--- BEGIN ---

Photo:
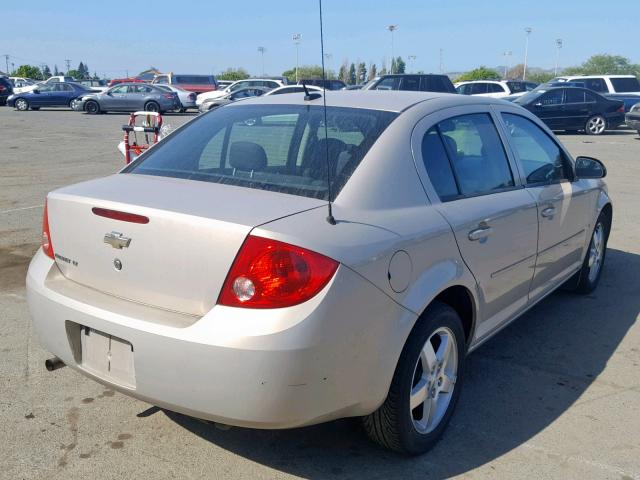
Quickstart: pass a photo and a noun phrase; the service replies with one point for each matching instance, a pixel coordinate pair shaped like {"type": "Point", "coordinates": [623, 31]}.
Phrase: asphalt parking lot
{"type": "Point", "coordinates": [555, 395]}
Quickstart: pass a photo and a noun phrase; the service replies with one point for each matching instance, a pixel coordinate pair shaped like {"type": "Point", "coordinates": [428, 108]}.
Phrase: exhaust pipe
{"type": "Point", "coordinates": [53, 363]}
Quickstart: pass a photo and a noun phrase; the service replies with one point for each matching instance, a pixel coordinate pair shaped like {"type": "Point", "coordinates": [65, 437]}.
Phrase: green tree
{"type": "Point", "coordinates": [307, 72]}
{"type": "Point", "coordinates": [343, 73]}
{"type": "Point", "coordinates": [480, 73]}
{"type": "Point", "coordinates": [352, 74]}
{"type": "Point", "coordinates": [27, 71]}
{"type": "Point", "coordinates": [233, 74]}
{"type": "Point", "coordinates": [604, 64]}
{"type": "Point", "coordinates": [373, 71]}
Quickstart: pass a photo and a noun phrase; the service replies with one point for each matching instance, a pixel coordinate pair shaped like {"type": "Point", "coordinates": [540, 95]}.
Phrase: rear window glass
{"type": "Point", "coordinates": [621, 85]}
{"type": "Point", "coordinates": [194, 79]}
{"type": "Point", "coordinates": [269, 147]}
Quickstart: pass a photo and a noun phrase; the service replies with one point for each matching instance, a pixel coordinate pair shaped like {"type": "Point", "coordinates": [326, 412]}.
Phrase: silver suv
{"type": "Point", "coordinates": [210, 276]}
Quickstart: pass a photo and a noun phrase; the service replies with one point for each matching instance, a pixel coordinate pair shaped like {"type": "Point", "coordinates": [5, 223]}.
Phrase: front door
{"type": "Point", "coordinates": [563, 205]}
{"type": "Point", "coordinates": [493, 217]}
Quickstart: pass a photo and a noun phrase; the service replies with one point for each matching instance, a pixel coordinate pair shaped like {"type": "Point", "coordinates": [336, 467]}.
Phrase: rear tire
{"type": "Point", "coordinates": [428, 378]}
{"type": "Point", "coordinates": [21, 104]}
{"type": "Point", "coordinates": [151, 107]}
{"type": "Point", "coordinates": [596, 125]}
{"type": "Point", "coordinates": [92, 107]}
{"type": "Point", "coordinates": [589, 275]}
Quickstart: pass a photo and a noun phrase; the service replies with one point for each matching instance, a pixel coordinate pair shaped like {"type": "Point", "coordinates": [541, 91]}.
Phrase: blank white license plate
{"type": "Point", "coordinates": [107, 357]}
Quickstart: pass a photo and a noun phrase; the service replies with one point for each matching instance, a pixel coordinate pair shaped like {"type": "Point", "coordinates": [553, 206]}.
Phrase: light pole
{"type": "Point", "coordinates": [506, 62]}
{"type": "Point", "coordinates": [392, 28]}
{"type": "Point", "coordinates": [411, 58]}
{"type": "Point", "coordinates": [526, 53]}
{"type": "Point", "coordinates": [262, 50]}
{"type": "Point", "coordinates": [558, 48]}
{"type": "Point", "coordinates": [297, 37]}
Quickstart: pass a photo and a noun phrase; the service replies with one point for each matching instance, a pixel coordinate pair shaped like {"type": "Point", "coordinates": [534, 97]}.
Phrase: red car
{"type": "Point", "coordinates": [192, 83]}
{"type": "Point", "coordinates": [116, 81]}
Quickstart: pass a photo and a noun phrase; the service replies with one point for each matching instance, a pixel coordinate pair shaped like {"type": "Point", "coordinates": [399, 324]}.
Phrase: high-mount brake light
{"type": "Point", "coordinates": [47, 245]}
{"type": "Point", "coordinates": [271, 274]}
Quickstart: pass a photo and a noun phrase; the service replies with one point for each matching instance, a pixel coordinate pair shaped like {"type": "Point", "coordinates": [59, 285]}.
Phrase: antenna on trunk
{"type": "Point", "coordinates": [330, 217]}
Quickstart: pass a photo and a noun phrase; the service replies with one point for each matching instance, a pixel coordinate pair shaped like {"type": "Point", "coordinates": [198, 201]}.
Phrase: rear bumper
{"type": "Point", "coordinates": [331, 357]}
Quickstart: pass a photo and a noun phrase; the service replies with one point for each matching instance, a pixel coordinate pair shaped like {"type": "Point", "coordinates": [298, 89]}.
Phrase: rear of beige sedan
{"type": "Point", "coordinates": [210, 277]}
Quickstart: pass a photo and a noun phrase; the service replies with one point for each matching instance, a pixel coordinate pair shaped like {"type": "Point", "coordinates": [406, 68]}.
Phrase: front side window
{"type": "Point", "coordinates": [476, 154]}
{"type": "Point", "coordinates": [279, 148]}
{"type": "Point", "coordinates": [542, 159]}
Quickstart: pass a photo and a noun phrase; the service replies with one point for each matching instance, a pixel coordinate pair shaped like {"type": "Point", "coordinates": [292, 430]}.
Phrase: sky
{"type": "Point", "coordinates": [183, 36]}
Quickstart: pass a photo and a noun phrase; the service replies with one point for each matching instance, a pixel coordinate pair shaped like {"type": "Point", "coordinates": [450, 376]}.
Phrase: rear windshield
{"type": "Point", "coordinates": [281, 148]}
{"type": "Point", "coordinates": [621, 85]}
{"type": "Point", "coordinates": [194, 79]}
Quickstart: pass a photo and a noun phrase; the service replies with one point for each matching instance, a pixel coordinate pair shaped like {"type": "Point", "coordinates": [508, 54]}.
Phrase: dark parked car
{"type": "Point", "coordinates": [328, 84]}
{"type": "Point", "coordinates": [573, 109]}
{"type": "Point", "coordinates": [130, 97]}
{"type": "Point", "coordinates": [6, 89]}
{"type": "Point", "coordinates": [428, 82]}
{"type": "Point", "coordinates": [56, 94]}
{"type": "Point", "coordinates": [633, 118]}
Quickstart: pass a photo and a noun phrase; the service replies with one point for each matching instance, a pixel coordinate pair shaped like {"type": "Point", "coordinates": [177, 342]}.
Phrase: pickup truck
{"type": "Point", "coordinates": [625, 88]}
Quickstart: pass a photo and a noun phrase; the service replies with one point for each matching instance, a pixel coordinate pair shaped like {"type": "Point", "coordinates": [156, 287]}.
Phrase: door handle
{"type": "Point", "coordinates": [548, 212]}
{"type": "Point", "coordinates": [480, 233]}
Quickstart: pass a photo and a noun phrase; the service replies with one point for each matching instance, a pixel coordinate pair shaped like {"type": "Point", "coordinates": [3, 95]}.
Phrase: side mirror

--- END ---

## Problem to solve:
Copy the material above in full and exactly, skipping pictures.

## Worked answer:
Photo:
Quickstart: pass a photo and a noun phrase; the service replies with one point for each matching instance, a pixel coordinate pair shaped like {"type": "Point", "coordinates": [623, 31]}.
Phrase: asphalt parking lot
{"type": "Point", "coordinates": [555, 395]}
Quickstart: pass a photo and a noun phrase; the service replies with one point for each matching instance, a pixel coordinate pair shaped like {"type": "Point", "coordinates": [428, 108]}.
Phrase: exhaust pipe
{"type": "Point", "coordinates": [53, 363]}
Quickstart: pass a photo and a noun phrase; the service replies with one point for each matching instance, a pixel coordinate pair shaped like {"type": "Point", "coordinates": [65, 437]}.
Phrase: green tree
{"type": "Point", "coordinates": [307, 72]}
{"type": "Point", "coordinates": [343, 73]}
{"type": "Point", "coordinates": [480, 73]}
{"type": "Point", "coordinates": [352, 74]}
{"type": "Point", "coordinates": [27, 71]}
{"type": "Point", "coordinates": [233, 74]}
{"type": "Point", "coordinates": [604, 64]}
{"type": "Point", "coordinates": [373, 71]}
Quickstart: pass a photo and a noun phrase; the service replies with one point for each matching instance, a pixel coordinate pair shaped like {"type": "Point", "coordinates": [540, 95]}.
Phrase: rear window glass
{"type": "Point", "coordinates": [621, 85]}
{"type": "Point", "coordinates": [194, 79]}
{"type": "Point", "coordinates": [269, 147]}
Quickstart: pass a photo and a noun phrase; the service replies with one point for each matching instance, a pixel coordinate pair shaped like {"type": "Point", "coordinates": [326, 412]}.
Phrase: silver suv
{"type": "Point", "coordinates": [210, 276]}
Quickstart: pass a photo and a noun phrase; the service replies with one point for each matching instance, a pixel coordinate pair shaped like {"type": "Point", "coordinates": [5, 223]}.
Phrase: front door
{"type": "Point", "coordinates": [563, 205]}
{"type": "Point", "coordinates": [493, 217]}
Quickstart: pass a photo and a noun phrase; the service replies with one point for each matching instance, a pixel coordinate pair shaped like {"type": "Point", "coordinates": [336, 467]}.
Phrase: rear tire
{"type": "Point", "coordinates": [428, 378]}
{"type": "Point", "coordinates": [21, 104]}
{"type": "Point", "coordinates": [151, 107]}
{"type": "Point", "coordinates": [596, 125]}
{"type": "Point", "coordinates": [92, 107]}
{"type": "Point", "coordinates": [589, 275]}
Quickstart: pass a photo and a noun phrase; the service replies with one point for each matching instance, a pixel coordinate pair shaped like {"type": "Point", "coordinates": [541, 91]}.
Phrase: blank white license plate
{"type": "Point", "coordinates": [107, 357]}
Quickstart: pass a photo and a noun phrase; the service replies with one point for each matching instance, a pixel coordinate pair shaped like {"type": "Point", "coordinates": [553, 206]}.
Phrase: light pole
{"type": "Point", "coordinates": [506, 62]}
{"type": "Point", "coordinates": [392, 28]}
{"type": "Point", "coordinates": [411, 58]}
{"type": "Point", "coordinates": [526, 53]}
{"type": "Point", "coordinates": [262, 50]}
{"type": "Point", "coordinates": [558, 48]}
{"type": "Point", "coordinates": [297, 37]}
Quickstart: pass a photo and a noun phrase; the service replies with one point for each matching instance, a pixel coordinate pair shaped like {"type": "Point", "coordinates": [534, 97]}.
Phrase: red car
{"type": "Point", "coordinates": [192, 83]}
{"type": "Point", "coordinates": [116, 81]}
Quickstart: pass a photo and a noun phrase; the service replies with one point for each matching instance, a pixel coordinate pair shaped like {"type": "Point", "coordinates": [399, 324]}.
Phrase: high-mount brake light
{"type": "Point", "coordinates": [47, 245]}
{"type": "Point", "coordinates": [271, 274]}
Quickstart: pass a photo and a noun phrase; the service replies with one point for each matching instance, a pixel coordinate pair shaped like {"type": "Point", "coordinates": [59, 285]}.
Phrase: antenna on trunk
{"type": "Point", "coordinates": [330, 217]}
Quickstart: pass a photo and a noun phrase; the service replies with one point for each matching instance, a pixel coordinate pair shaped like {"type": "Point", "coordinates": [198, 201]}.
Phrase: rear bumper
{"type": "Point", "coordinates": [331, 357]}
Quickstart: pass a photo and a noun phrase; the service replies with one point for each matching instance, a pixel coordinate pair shaped like {"type": "Point", "coordinates": [298, 89]}.
Phrase: rear of beige sedan
{"type": "Point", "coordinates": [210, 277]}
Quickstart: pass a photo and a noun phrase; the service replies with one point for each matching instance, a pixel coordinate pair shaped like {"type": "Point", "coordinates": [406, 68]}.
Phrase: front side window
{"type": "Point", "coordinates": [476, 154]}
{"type": "Point", "coordinates": [279, 148]}
{"type": "Point", "coordinates": [542, 159]}
Quickstart: pass a photo and a noun phrase; the service replies with one point for each matching instance, a pixel coordinate pair shaped like {"type": "Point", "coordinates": [292, 430]}.
Phrase: sky
{"type": "Point", "coordinates": [183, 36]}
Quickstart: pass a photo and a noun phrase; the service replies with one point for each matching instance, a pixel coordinate pair shaped like {"type": "Point", "coordinates": [450, 376]}.
Phrase: rear windshield
{"type": "Point", "coordinates": [281, 148]}
{"type": "Point", "coordinates": [621, 85]}
{"type": "Point", "coordinates": [194, 79]}
Quickstart: pass a photo and a noun phrase; the service replies with one point for each matching instance, a pixel coordinate pair shaped like {"type": "Point", "coordinates": [508, 54]}.
Phrase: dark parked car
{"type": "Point", "coordinates": [328, 84]}
{"type": "Point", "coordinates": [573, 109]}
{"type": "Point", "coordinates": [130, 97]}
{"type": "Point", "coordinates": [6, 89]}
{"type": "Point", "coordinates": [428, 82]}
{"type": "Point", "coordinates": [56, 94]}
{"type": "Point", "coordinates": [633, 118]}
Quickstart: pass a photo and a noun phrase; the service replies with one point for each matching instance, a pixel coordinate pair shaped like {"type": "Point", "coordinates": [177, 342]}.
Phrase: pickup truck
{"type": "Point", "coordinates": [625, 88]}
Quickstart: pass a photo and a noun phrase; the service replies with one point for each matching instance, a pixel coordinate pair shaped like {"type": "Point", "coordinates": [156, 287]}.
Phrase: door handle
{"type": "Point", "coordinates": [548, 212]}
{"type": "Point", "coordinates": [480, 233]}
Quickstart: pass a photo and a noun phrase; the service replies with one point for each matching instance, a pixel coordinate pair shaped like {"type": "Point", "coordinates": [3, 95]}.
Phrase: side mirror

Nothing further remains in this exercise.